§ **Supplied data**
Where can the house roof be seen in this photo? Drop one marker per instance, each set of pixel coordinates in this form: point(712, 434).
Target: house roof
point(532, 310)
--
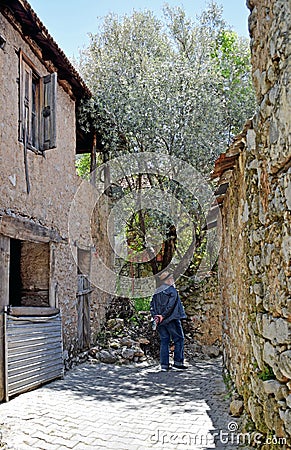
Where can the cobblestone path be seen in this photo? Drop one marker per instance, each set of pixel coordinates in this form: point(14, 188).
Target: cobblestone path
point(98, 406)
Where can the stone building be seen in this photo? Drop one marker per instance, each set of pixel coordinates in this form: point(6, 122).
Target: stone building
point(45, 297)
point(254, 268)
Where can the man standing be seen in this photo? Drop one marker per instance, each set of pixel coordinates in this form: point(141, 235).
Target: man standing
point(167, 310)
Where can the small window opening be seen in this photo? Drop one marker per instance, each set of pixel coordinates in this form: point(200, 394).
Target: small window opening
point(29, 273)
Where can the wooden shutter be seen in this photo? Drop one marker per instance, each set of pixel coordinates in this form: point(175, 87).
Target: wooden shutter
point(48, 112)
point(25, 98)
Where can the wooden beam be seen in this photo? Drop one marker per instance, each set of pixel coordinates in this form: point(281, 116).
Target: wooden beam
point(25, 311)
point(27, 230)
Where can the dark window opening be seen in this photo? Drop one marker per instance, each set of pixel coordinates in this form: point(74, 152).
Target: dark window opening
* * *
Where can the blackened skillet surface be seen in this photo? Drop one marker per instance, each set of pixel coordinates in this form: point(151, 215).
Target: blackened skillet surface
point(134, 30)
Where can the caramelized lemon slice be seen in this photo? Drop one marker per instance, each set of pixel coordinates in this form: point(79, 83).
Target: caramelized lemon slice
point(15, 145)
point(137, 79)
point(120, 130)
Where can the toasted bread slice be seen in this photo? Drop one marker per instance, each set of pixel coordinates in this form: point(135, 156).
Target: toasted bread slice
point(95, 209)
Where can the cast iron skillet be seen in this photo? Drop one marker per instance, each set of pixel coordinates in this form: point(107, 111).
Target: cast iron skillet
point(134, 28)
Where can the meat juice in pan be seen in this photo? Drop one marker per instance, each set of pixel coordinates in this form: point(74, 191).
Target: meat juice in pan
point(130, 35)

§ **Work instructions**
Above are the records. Print exactly, and only, the lines from the line with "Target: wooden shutter" to the line with "Target: dark window opening", both inclusive.

§ **Output below**
Target: wooden shutter
point(48, 112)
point(25, 98)
Where can the wooden beam be seen in this photo? Drop one marker per instance, each set of pixel coordinates in this form: point(281, 116).
Target: wooden beam
point(25, 311)
point(27, 230)
Where can the dark window opening be seen in this photo? Drop one marker per instance, each set of pixel coordinates in this form: point(74, 152).
Target: dark window opening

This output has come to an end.